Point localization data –

──────────────────────────────

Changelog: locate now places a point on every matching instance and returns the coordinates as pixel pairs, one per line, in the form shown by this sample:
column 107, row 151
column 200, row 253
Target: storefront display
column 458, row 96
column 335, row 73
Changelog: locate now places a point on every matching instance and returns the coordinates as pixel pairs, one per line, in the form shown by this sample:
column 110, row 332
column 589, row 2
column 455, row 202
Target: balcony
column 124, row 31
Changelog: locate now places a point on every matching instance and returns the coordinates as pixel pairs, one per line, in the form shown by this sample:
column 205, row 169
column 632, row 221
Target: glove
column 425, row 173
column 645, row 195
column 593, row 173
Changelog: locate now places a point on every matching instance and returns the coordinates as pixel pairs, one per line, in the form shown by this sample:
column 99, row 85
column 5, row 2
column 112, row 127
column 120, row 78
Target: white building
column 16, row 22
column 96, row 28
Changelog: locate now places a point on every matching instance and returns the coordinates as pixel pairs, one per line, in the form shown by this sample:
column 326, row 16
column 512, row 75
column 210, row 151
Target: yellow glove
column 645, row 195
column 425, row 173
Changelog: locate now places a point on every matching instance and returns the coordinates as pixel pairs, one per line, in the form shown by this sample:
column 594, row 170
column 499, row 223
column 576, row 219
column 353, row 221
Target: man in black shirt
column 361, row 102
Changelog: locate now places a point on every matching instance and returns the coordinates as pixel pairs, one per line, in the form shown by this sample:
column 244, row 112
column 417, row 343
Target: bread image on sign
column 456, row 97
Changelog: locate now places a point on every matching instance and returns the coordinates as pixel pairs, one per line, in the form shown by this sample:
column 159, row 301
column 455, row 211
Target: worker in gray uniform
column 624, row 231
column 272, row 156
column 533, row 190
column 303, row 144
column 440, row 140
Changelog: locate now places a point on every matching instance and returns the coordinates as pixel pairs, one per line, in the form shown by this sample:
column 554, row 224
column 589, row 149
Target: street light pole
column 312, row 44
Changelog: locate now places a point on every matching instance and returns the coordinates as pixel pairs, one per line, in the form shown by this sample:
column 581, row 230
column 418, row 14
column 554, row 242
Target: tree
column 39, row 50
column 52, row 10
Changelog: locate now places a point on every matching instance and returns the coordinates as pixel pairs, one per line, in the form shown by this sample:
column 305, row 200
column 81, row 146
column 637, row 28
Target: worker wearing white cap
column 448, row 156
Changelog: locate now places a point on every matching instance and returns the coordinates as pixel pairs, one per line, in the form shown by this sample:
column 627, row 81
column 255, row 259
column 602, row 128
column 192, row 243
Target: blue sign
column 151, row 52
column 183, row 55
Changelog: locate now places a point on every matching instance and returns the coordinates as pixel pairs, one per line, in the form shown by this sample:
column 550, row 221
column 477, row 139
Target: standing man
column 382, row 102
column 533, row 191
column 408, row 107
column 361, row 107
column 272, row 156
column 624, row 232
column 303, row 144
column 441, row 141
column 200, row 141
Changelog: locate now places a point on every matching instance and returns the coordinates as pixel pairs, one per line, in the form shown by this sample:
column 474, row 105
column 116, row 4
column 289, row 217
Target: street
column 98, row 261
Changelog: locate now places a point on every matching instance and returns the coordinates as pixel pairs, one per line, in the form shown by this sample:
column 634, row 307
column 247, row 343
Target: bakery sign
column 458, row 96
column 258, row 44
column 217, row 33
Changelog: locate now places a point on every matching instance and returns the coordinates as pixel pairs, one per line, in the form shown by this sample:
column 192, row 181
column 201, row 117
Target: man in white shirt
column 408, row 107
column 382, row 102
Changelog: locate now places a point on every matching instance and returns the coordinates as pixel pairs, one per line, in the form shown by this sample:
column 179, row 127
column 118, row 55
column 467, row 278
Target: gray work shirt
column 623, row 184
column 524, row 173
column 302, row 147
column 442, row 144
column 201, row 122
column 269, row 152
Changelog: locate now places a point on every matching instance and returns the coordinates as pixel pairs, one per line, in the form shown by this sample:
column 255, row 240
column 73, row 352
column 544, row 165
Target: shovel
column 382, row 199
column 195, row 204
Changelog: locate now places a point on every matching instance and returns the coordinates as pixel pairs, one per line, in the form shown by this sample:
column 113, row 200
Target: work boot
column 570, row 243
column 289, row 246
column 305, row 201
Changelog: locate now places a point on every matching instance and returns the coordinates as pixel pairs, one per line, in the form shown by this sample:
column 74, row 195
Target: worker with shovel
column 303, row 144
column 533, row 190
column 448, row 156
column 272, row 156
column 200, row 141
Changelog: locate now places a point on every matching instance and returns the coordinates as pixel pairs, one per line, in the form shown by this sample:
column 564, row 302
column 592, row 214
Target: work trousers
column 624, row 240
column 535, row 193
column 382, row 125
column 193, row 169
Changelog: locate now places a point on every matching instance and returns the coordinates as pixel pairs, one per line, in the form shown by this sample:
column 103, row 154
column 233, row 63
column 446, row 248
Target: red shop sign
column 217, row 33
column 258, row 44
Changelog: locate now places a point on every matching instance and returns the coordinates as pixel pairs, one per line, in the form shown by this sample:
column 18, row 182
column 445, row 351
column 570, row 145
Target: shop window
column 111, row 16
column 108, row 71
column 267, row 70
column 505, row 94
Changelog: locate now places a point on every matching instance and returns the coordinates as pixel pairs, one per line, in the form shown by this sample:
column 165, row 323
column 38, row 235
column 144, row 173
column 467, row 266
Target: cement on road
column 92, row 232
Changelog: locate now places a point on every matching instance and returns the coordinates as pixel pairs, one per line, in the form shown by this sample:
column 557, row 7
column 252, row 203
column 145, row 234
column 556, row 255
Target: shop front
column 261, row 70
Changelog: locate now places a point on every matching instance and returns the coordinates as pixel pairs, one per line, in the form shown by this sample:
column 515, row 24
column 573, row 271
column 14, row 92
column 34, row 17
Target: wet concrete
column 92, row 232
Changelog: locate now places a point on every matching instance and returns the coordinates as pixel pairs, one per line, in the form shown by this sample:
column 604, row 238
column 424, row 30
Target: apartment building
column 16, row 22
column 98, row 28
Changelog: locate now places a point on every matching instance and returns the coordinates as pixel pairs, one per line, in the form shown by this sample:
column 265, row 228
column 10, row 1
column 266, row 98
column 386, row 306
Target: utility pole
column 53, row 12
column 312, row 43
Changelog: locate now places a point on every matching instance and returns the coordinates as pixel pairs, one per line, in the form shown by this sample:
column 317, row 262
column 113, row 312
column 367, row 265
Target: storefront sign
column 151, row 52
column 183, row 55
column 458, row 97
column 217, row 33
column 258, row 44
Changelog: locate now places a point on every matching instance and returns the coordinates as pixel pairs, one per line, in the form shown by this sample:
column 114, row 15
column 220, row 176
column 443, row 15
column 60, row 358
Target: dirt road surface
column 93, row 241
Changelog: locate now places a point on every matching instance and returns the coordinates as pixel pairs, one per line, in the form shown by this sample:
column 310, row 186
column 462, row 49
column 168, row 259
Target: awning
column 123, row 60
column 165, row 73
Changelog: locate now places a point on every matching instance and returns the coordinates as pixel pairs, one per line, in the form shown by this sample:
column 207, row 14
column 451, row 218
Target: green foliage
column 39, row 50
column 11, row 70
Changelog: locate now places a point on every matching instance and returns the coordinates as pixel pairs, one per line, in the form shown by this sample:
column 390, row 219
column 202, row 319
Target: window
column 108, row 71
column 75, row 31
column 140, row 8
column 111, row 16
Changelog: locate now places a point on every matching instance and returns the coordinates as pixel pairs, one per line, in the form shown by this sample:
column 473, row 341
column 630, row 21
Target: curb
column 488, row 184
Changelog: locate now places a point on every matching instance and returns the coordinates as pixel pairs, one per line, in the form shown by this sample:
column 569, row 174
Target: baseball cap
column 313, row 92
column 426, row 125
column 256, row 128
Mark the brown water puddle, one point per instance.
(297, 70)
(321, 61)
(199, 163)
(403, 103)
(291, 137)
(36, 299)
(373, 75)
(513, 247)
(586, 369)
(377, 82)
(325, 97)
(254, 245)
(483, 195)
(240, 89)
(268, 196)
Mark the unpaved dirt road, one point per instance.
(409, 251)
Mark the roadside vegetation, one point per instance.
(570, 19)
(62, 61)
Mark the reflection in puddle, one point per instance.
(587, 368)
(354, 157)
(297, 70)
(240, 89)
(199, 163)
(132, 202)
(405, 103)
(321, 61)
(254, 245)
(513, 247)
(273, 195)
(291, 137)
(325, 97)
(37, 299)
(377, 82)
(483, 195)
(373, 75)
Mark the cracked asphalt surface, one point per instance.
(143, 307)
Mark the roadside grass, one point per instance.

──────────────────────────────

Exercise details –
Output exactly the lines between the one containing "column 630, row 21" and the final line above, both inclusive.

Answer to the exercise –
column 630, row 21
Target: curb
column 488, row 184
Changelog: locate now places a point on every matching instance and returns the coordinates as pixel pairs, one per line, in the form shown by this sample:
column 569, row 174
Target: baseball cap
column 313, row 92
column 426, row 125
column 256, row 128
Mark the brown water puddle, one point per instance.
(297, 70)
(321, 61)
(199, 163)
(403, 103)
(291, 137)
(36, 299)
(373, 75)
(513, 247)
(586, 369)
(377, 82)
(325, 97)
(254, 245)
(483, 195)
(240, 89)
(268, 196)
Mark the unpaved dirt road, one point per instance.
(409, 251)
Mark the roadside vegetation, one point per instance.
(570, 19)
(62, 61)
Mark the reflection in puddle, one point per instance.
(587, 368)
(354, 157)
(297, 70)
(240, 89)
(199, 163)
(132, 202)
(405, 103)
(321, 61)
(254, 245)
(513, 247)
(273, 195)
(291, 137)
(325, 97)
(37, 299)
(377, 82)
(483, 195)
(373, 75)
Mark the cracked asphalt surface, one point per instance.
(143, 307)
Mark the roadside grass, one point per instance.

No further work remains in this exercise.